* [AIM OF THE EXERCISE] Should a line in the entries below contain "instance", return that line.

* [DATA SECTION]
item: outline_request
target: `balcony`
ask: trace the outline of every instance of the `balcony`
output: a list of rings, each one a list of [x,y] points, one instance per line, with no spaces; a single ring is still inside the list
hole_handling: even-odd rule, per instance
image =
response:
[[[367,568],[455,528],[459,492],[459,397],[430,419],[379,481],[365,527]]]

* [RESULT]
ask: trace the outline of every instance of the `balcony`
output: a list of rings, each one a list of [x,y] points, one instance per line, with no spaces; a single ring is still inside the list
hole_handling: even-odd rule, per instance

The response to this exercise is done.